=== INPUT FOR THIS TASK ===

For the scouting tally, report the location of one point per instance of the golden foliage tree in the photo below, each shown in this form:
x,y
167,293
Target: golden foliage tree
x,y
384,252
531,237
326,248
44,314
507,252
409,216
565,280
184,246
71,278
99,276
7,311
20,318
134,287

===

TASK OBJECTIVE => Reproduce the records above, swapping every "golden foliage tree" for "yellow-leaved tree" and keeping everything else the same.

ANSWER BELOW =>
For the scouting tally, report the location of one point per instance of the yellow-leaved tree in the photo below, each shown in this form:
x,y
167,293
Target: yellow-leaved tree
x,y
384,252
531,237
326,248
44,314
507,252
409,216
565,280
184,246
71,278
99,276
7,311
20,318
134,287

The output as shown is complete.